Exercise details
Repeat exactly, and only, the lines from the one containing "Practice. Put a pin on the black pole" through the end of the records.
*** Excerpted records ***
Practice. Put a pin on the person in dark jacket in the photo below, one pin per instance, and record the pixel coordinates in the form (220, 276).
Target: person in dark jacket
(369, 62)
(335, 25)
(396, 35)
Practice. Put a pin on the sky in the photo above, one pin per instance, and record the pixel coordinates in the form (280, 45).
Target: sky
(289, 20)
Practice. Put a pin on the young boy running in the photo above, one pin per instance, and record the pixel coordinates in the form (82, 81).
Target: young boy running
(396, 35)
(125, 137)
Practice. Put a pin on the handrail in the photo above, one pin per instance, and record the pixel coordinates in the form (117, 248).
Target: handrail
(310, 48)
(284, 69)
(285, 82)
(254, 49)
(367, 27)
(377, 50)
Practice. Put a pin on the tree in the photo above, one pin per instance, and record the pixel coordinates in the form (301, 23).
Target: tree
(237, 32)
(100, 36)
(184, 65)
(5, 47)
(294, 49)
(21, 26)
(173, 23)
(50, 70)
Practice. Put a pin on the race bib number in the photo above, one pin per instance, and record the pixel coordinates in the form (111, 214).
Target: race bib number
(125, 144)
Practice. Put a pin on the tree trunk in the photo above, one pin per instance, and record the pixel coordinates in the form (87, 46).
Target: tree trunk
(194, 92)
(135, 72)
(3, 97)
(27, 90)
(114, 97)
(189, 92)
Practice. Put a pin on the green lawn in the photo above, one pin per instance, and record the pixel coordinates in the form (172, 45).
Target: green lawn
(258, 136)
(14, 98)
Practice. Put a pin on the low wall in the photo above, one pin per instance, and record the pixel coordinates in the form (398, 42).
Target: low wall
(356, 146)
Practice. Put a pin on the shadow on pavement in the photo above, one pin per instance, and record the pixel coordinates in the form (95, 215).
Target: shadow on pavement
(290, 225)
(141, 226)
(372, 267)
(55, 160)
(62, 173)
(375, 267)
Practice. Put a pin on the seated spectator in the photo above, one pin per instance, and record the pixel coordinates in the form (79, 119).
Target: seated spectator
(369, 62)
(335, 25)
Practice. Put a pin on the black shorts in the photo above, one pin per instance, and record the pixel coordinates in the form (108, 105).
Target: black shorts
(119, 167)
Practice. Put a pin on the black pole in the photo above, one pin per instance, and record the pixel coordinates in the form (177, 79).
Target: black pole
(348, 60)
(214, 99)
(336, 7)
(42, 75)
*** End of Excerpted records ***
Solution to this problem
Practice. Put a pin on the black pole in the photo above, one pin per instance, and record the pixel coordinates in the form (177, 79).
Target: black pole
(348, 60)
(214, 99)
(336, 7)
(42, 75)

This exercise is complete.